- [Exercise goal]: Carry on the notebook summary about Etiq accuracy RCA scans from its last sentence.

# Notebook Summary 


### Quickstart

  1. Import etiq library - for install please check our docs (https://docs.etiq.ai/) 

  2. Login to the dashboard - this way you can send the results to your dashboard instance (Etiq AWS instance if you use the SaaS version). To deploy on your own cloud instance, get in touch (info@etiq.ai)

  3. Create or open a project 
  
  
  
### Snapshot 1, already-trained model 


  7. Load Adult dataset
  
  8. Train a model 
  
  9. Load your config file and create your snapshot using the test dataset only 
  
  10. Scan for accuracy rca issues 
  
 
  

## What are Accuracy RCA scans?

Some scans are simple tests that show whether a metric for an entire sample dataset is above or below certain thresholds set by the user. Other scans are more complex and look at whether a metric for only a part of the sample dataset is below or above the threshold. This will help you discover segments of customers or groups of records for which the model has a lower than expected accuracy or groups for which bias thresholds are not met.

[Named-object pointing entries]
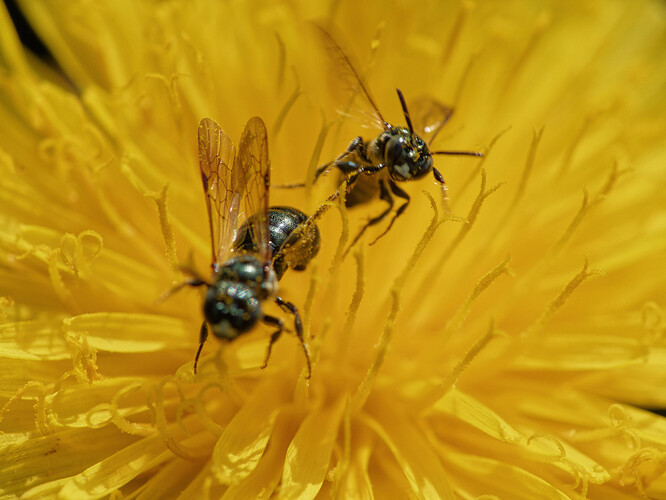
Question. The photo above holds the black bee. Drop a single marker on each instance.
(398, 154)
(247, 262)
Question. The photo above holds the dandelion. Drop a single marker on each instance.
(508, 351)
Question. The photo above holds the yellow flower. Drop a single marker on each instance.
(502, 353)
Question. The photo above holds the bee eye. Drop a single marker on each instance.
(394, 153)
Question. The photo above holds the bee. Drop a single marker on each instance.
(396, 155)
(247, 261)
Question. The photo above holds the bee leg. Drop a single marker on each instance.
(193, 282)
(356, 146)
(385, 195)
(203, 335)
(445, 197)
(398, 191)
(291, 308)
(272, 320)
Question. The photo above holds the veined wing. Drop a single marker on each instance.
(252, 170)
(216, 163)
(349, 77)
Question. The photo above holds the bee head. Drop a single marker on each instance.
(407, 156)
(231, 309)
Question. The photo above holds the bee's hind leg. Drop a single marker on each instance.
(385, 195)
(203, 336)
(399, 192)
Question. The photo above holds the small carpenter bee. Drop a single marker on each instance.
(398, 154)
(247, 262)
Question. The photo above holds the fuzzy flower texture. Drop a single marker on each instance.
(513, 347)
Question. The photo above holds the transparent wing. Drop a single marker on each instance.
(253, 171)
(216, 163)
(349, 79)
(429, 116)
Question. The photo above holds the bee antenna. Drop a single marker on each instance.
(405, 112)
(458, 153)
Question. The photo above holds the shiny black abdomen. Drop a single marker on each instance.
(287, 252)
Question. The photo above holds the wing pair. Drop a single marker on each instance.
(429, 115)
(235, 184)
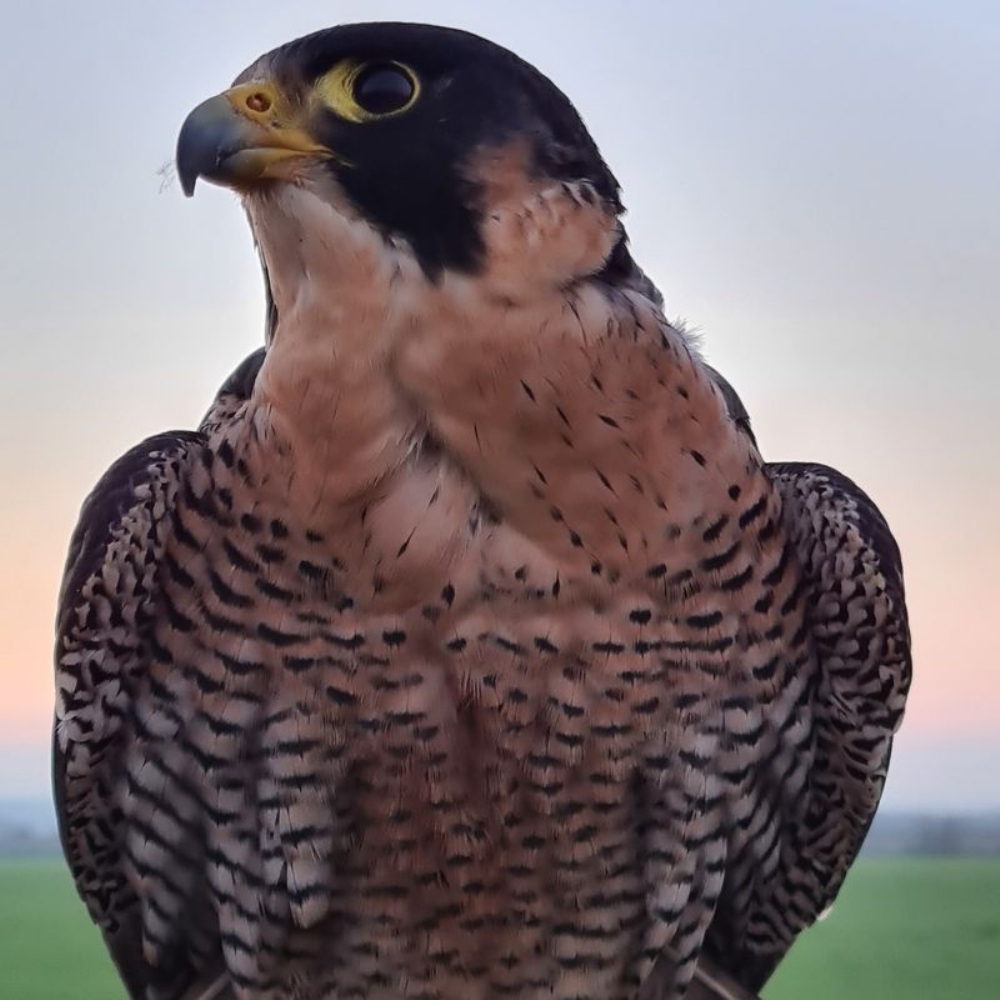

- [Answer below]:
##### Imagine if your accuracy metrics tests have picked up issues, this test finds out exactly which segment has the issue, which should help you fix it sooner. 

If only a part of the data drifted or only a segment is underperforming, your overall tests might not pick up on it, but this test would. While you can pre-set segments you are interested in, if you just run the scan as is, it will discover problematic segments on its own.


The RCA accuracy scans so far provide 3 metrics out-of-the-box:

1. Accuracy - % correct out of total 

2. True Positive Rate - the proportion positive outcome labels that are correctly classified out of all positive outcome labels

3. True Negative Rate -  the proportion negative outcome labels that are correctly classified out of all negative outcome labels


# SET-UP

In [1]:
import etiq

#!pip install Jinja2
#import Jinja2


Thanks for trying out the ETIQ.ai toolkit!

Visit our getting started documentation at https://docs.etiq.ai/

Visit our Slack channel at https://etiqcore.slack.com/ for support or feedback.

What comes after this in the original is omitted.